**Data rows**
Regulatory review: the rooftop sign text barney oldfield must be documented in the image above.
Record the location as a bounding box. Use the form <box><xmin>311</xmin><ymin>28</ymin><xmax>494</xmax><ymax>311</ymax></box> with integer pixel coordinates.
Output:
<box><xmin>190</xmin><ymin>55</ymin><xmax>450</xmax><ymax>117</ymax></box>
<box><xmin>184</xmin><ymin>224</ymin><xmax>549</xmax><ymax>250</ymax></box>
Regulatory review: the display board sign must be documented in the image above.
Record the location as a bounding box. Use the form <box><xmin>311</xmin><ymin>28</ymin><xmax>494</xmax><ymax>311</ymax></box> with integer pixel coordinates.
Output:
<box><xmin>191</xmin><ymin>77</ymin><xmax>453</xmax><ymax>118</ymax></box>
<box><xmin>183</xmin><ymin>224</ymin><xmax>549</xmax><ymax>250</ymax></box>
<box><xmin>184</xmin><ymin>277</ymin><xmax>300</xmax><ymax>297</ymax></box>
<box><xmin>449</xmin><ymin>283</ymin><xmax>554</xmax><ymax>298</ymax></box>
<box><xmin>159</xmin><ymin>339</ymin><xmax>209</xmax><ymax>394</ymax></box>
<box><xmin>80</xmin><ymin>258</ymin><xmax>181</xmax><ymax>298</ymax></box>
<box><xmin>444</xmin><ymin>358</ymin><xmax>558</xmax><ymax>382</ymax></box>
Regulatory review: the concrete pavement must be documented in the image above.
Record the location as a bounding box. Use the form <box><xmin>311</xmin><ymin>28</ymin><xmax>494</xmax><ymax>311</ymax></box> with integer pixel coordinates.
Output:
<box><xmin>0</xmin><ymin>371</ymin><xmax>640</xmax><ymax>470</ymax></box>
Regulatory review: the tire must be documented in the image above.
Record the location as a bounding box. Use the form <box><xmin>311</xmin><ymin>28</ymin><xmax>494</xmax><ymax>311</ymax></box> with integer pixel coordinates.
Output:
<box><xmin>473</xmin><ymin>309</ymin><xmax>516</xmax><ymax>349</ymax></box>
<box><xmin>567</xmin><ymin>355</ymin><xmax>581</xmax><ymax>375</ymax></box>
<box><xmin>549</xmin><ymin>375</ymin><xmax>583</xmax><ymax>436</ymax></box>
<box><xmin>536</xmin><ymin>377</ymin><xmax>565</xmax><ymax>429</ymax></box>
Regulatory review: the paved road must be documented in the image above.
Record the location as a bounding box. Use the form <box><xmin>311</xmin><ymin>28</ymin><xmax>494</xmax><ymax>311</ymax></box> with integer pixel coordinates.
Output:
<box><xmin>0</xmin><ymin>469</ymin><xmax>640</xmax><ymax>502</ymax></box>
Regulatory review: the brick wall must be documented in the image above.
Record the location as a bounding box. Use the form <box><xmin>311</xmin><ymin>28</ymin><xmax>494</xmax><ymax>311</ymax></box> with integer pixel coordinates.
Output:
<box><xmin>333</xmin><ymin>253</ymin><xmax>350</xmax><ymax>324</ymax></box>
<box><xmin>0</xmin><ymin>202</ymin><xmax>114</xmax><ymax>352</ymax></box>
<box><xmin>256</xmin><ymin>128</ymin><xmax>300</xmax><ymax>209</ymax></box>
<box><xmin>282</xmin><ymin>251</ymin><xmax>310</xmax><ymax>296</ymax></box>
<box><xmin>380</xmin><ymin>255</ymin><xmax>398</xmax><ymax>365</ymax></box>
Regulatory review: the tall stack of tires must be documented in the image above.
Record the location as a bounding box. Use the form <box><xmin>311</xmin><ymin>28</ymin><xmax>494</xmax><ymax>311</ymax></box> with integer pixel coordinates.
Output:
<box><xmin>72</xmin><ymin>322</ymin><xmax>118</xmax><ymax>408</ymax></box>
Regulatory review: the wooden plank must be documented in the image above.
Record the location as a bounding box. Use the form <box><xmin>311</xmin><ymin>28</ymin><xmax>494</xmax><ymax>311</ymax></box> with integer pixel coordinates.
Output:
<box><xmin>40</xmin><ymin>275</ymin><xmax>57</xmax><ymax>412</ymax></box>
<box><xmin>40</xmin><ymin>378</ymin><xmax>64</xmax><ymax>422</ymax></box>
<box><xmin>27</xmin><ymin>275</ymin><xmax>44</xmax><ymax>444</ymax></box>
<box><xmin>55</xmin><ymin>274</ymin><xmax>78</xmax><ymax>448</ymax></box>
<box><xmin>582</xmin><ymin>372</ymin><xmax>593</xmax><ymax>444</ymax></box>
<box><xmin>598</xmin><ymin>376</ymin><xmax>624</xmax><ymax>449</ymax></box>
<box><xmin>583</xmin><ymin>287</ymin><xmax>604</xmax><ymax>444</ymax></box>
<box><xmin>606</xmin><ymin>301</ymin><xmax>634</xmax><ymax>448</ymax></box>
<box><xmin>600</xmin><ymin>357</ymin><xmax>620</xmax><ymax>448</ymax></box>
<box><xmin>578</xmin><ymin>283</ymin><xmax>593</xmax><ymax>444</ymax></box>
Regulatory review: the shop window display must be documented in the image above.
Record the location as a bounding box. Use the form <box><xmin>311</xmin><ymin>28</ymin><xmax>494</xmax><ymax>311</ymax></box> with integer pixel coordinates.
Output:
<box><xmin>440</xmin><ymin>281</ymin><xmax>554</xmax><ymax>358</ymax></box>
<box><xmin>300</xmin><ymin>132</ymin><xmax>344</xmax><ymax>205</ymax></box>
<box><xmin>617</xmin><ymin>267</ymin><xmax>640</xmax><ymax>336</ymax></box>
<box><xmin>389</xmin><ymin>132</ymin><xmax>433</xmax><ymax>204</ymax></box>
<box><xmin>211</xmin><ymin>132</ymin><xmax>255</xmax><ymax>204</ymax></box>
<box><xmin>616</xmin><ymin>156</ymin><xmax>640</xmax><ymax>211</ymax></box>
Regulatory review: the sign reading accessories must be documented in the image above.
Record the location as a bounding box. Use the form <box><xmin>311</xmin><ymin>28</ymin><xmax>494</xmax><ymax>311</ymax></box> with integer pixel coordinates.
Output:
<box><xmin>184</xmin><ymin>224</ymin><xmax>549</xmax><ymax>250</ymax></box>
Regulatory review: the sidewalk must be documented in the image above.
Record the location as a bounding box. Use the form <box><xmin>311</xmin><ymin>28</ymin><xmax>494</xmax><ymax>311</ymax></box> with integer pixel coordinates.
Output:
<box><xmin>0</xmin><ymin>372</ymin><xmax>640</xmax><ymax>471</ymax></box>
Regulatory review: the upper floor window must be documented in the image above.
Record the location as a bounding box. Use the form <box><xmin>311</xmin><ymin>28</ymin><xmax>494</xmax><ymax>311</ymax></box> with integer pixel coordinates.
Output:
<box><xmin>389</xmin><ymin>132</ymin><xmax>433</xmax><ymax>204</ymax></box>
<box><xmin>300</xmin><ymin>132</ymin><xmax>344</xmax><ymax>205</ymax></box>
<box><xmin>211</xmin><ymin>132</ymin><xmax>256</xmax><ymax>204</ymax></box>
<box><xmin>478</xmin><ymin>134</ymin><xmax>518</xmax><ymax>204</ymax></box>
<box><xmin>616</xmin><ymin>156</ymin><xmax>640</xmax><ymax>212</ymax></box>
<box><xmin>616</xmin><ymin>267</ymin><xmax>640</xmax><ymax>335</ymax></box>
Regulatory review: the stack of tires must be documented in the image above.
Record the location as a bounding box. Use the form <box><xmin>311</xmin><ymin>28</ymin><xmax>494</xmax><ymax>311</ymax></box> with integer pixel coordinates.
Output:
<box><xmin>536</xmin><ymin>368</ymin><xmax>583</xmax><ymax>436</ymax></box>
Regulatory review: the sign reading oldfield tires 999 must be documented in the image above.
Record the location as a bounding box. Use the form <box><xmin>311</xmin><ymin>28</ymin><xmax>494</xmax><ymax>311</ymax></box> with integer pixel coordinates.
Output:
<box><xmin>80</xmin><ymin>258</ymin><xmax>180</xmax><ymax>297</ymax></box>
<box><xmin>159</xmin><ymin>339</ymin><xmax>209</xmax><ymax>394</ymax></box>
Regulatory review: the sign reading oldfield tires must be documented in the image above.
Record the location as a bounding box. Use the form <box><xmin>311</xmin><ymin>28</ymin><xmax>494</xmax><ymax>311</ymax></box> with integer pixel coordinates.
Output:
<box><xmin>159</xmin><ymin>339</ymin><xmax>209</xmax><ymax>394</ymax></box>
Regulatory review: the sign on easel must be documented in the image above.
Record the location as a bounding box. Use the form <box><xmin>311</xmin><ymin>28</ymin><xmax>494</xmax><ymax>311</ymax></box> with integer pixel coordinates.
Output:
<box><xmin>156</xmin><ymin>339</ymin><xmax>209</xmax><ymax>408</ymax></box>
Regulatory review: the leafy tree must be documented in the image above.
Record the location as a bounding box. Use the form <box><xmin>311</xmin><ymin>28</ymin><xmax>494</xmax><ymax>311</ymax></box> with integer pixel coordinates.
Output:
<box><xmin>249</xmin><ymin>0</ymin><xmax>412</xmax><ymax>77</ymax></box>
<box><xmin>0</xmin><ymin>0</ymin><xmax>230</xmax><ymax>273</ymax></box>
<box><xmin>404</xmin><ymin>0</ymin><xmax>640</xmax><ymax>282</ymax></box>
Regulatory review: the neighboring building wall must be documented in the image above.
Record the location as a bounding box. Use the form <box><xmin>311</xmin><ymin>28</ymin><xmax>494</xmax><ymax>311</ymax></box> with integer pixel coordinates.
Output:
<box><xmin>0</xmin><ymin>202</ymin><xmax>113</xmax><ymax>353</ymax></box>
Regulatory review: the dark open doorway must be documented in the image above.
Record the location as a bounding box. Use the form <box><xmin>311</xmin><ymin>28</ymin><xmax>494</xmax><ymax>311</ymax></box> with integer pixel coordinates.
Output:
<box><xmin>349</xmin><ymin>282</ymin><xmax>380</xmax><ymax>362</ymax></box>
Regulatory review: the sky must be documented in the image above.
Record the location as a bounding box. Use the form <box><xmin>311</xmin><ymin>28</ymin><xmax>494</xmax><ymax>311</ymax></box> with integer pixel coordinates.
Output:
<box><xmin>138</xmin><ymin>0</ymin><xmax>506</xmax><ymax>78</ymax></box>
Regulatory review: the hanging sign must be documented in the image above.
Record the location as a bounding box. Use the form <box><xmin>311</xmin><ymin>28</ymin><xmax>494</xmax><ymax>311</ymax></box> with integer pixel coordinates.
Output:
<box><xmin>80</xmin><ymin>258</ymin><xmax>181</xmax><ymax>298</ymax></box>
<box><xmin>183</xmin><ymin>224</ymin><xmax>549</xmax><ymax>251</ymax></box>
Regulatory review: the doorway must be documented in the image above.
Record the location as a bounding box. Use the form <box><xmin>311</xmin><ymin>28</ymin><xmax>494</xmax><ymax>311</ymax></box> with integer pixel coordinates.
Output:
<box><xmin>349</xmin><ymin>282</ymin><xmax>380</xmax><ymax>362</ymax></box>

**Set task**
Reproduce only those lines of the entries above that run from the line with "Regulatory review: the dark" to the final line.

**Solution for this task**
Regulatory review: the dark open doorway must be documented in the image above.
Record the location as a bounding box. Use the form <box><xmin>311</xmin><ymin>28</ymin><xmax>494</xmax><ymax>311</ymax></box> with integer pixel coordinates.
Output:
<box><xmin>349</xmin><ymin>282</ymin><xmax>380</xmax><ymax>362</ymax></box>
Regulatory review: the sky must be documented in the image above.
Record the location as a bounding box. Use the form <box><xmin>311</xmin><ymin>28</ymin><xmax>494</xmax><ymax>311</ymax></box> with integer pixel coordinates.
Output:
<box><xmin>138</xmin><ymin>0</ymin><xmax>506</xmax><ymax>78</ymax></box>
Regulatory review: the hanging sign must be documented in the image above.
Record the location as a bounding box. Use the form <box><xmin>311</xmin><ymin>28</ymin><xmax>494</xmax><ymax>311</ymax></box> with integer pixel coordinates.
Output:
<box><xmin>80</xmin><ymin>258</ymin><xmax>181</xmax><ymax>298</ymax></box>
<box><xmin>183</xmin><ymin>224</ymin><xmax>549</xmax><ymax>251</ymax></box>
Regulatory review: the doorway must be documented in the image above.
Record the location as a bounding box. Use the form <box><xmin>311</xmin><ymin>28</ymin><xmax>494</xmax><ymax>311</ymax></box> with integer pixel coordinates.
Output:
<box><xmin>349</xmin><ymin>282</ymin><xmax>380</xmax><ymax>362</ymax></box>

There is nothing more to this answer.